• DATA PROVIDED:
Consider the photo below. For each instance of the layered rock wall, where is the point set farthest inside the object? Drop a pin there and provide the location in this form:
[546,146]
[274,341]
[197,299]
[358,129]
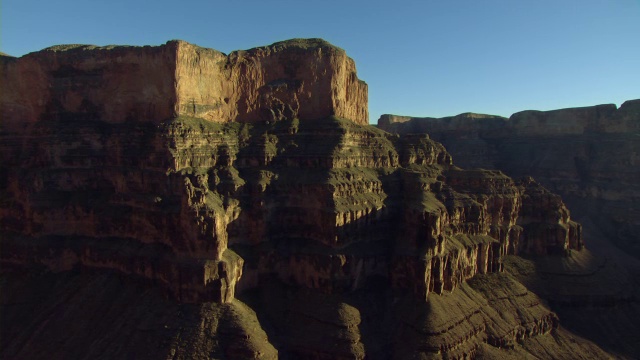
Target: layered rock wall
[304,78]
[588,155]
[244,180]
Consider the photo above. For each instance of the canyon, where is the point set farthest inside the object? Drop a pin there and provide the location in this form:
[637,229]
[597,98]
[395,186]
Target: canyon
[178,202]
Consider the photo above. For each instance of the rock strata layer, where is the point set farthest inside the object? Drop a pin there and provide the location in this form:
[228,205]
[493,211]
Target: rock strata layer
[268,188]
[588,155]
[302,78]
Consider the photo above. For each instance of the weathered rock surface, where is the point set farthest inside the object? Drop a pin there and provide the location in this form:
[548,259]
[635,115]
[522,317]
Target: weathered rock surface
[269,187]
[588,155]
[303,78]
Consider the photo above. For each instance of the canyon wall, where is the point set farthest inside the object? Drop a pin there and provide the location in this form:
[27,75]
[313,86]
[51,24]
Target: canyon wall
[254,176]
[304,79]
[588,155]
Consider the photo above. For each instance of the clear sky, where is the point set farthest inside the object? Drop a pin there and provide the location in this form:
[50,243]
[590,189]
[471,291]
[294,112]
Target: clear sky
[420,58]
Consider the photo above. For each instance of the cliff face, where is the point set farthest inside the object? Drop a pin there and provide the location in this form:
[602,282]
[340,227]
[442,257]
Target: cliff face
[305,79]
[588,155]
[345,240]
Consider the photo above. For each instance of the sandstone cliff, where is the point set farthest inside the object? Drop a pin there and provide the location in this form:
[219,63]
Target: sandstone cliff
[588,155]
[254,176]
[303,78]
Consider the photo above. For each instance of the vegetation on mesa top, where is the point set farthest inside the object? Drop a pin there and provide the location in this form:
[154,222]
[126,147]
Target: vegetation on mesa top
[299,43]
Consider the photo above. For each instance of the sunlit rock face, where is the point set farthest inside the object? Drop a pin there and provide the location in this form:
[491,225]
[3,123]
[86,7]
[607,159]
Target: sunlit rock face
[588,155]
[302,78]
[255,176]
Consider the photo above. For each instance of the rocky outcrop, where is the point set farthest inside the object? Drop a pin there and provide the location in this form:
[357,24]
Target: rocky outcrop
[326,227]
[302,78]
[588,155]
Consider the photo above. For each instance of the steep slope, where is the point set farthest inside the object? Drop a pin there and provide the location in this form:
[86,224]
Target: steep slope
[588,155]
[300,234]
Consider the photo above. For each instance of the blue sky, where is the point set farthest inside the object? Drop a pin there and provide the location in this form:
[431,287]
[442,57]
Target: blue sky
[421,58]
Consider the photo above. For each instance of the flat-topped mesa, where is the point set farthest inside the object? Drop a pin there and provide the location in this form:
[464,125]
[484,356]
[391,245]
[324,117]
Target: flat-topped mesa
[606,118]
[302,78]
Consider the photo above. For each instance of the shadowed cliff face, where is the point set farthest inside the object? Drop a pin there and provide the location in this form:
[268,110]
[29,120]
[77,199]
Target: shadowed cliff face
[588,155]
[341,240]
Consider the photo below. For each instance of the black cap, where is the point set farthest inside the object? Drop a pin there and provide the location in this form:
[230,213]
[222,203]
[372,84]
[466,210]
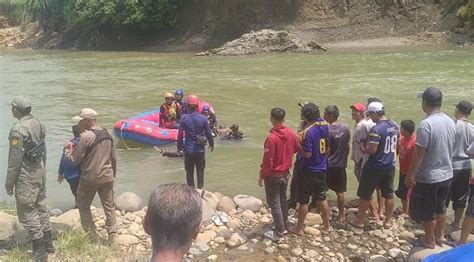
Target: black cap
[432,95]
[464,107]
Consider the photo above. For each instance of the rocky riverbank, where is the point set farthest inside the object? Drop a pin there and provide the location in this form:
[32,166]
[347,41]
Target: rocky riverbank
[233,229]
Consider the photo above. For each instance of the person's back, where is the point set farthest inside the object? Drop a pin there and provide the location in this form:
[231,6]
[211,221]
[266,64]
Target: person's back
[436,133]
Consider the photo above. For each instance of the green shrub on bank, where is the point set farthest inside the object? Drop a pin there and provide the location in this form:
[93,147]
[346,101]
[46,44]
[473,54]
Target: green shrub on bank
[146,14]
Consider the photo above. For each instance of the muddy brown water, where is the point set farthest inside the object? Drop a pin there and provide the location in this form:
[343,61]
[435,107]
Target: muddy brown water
[242,90]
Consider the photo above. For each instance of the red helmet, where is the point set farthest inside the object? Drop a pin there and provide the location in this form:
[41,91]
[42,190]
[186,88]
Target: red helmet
[193,100]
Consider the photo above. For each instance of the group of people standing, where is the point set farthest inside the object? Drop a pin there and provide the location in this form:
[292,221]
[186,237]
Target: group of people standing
[435,166]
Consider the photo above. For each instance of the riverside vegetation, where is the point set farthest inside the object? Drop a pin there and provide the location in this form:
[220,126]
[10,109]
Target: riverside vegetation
[232,228]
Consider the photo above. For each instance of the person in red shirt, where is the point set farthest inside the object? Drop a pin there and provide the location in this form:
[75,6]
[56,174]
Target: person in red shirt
[406,147]
[280,146]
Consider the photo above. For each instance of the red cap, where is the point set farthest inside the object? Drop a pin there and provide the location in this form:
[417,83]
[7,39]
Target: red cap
[359,107]
[192,100]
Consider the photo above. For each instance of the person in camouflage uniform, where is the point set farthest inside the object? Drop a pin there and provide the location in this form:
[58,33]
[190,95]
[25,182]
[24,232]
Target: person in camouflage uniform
[26,176]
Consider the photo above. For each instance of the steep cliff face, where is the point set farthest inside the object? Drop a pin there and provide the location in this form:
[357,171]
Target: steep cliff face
[205,24]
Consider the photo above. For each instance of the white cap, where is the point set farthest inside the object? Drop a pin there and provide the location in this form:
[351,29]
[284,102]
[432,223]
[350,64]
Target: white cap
[375,107]
[86,113]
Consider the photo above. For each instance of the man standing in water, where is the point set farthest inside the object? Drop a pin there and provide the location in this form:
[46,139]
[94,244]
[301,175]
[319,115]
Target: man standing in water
[280,146]
[339,137]
[432,169]
[193,135]
[95,154]
[26,176]
[379,170]
[311,180]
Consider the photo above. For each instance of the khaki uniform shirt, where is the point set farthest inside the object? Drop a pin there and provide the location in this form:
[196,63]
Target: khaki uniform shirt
[24,135]
[99,166]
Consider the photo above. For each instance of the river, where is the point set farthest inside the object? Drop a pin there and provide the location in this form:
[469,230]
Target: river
[242,90]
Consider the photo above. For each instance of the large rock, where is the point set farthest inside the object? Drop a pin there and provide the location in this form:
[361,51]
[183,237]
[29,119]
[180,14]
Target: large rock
[226,204]
[7,229]
[265,41]
[128,202]
[248,202]
[417,254]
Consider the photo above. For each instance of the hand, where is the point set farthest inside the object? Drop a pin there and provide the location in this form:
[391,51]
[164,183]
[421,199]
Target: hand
[409,181]
[9,190]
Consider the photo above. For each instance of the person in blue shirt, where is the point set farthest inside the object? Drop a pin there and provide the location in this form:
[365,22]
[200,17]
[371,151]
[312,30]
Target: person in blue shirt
[193,135]
[379,170]
[67,169]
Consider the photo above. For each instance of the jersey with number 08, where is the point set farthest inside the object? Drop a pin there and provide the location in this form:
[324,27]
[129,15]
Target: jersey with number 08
[386,135]
[316,142]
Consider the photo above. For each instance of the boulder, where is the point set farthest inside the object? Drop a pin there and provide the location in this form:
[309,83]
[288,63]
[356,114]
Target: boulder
[313,219]
[7,229]
[226,204]
[248,202]
[128,202]
[126,240]
[418,254]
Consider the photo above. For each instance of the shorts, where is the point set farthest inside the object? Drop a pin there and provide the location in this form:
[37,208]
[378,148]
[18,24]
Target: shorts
[311,184]
[459,191]
[337,179]
[372,178]
[402,190]
[470,205]
[428,200]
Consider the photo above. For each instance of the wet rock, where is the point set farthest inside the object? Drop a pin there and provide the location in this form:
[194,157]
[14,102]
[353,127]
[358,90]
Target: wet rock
[236,240]
[128,202]
[248,202]
[126,240]
[226,204]
[419,253]
[313,219]
[312,231]
[211,258]
[297,252]
[266,41]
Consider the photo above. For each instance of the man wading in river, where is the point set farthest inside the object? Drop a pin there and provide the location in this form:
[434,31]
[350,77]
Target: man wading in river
[193,135]
[96,155]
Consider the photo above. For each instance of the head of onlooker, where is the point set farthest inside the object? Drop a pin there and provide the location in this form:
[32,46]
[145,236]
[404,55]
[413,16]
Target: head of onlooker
[277,116]
[463,109]
[76,131]
[178,95]
[21,107]
[193,103]
[432,99]
[173,220]
[358,112]
[331,113]
[376,111]
[86,118]
[310,112]
[407,128]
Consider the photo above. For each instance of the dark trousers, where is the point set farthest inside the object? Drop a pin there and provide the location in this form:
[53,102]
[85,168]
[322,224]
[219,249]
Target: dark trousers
[73,185]
[275,191]
[198,160]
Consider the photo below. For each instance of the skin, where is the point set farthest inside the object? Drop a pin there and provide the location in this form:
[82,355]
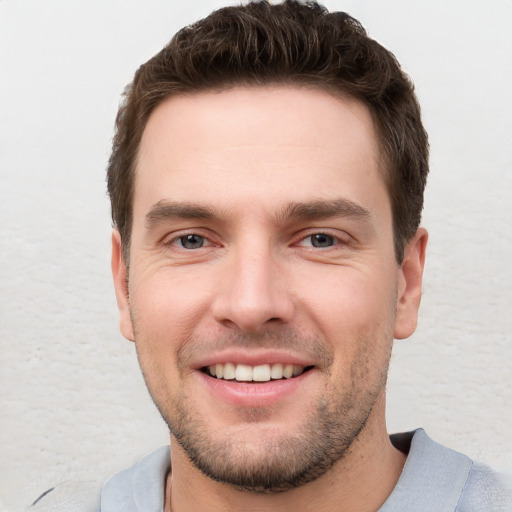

• PROBLEM DETAILS: Scan the entries for the word "below". Report each line that has it.

• WRITTEN RESPONSE:
Consider the photo below. For each instance of the layered rock wall, where is the point set farthest inside the object? Drop a pin there and provide the location in this form:
Consider the photo below. For each instance of the black cap, where is the point set farthest inside the object? Drop a pin there and provide the location in this form:
Consider the photo below. For each instance of the skin, where is the point set farthest inside the object? Drop a pin there and provide the location in this form:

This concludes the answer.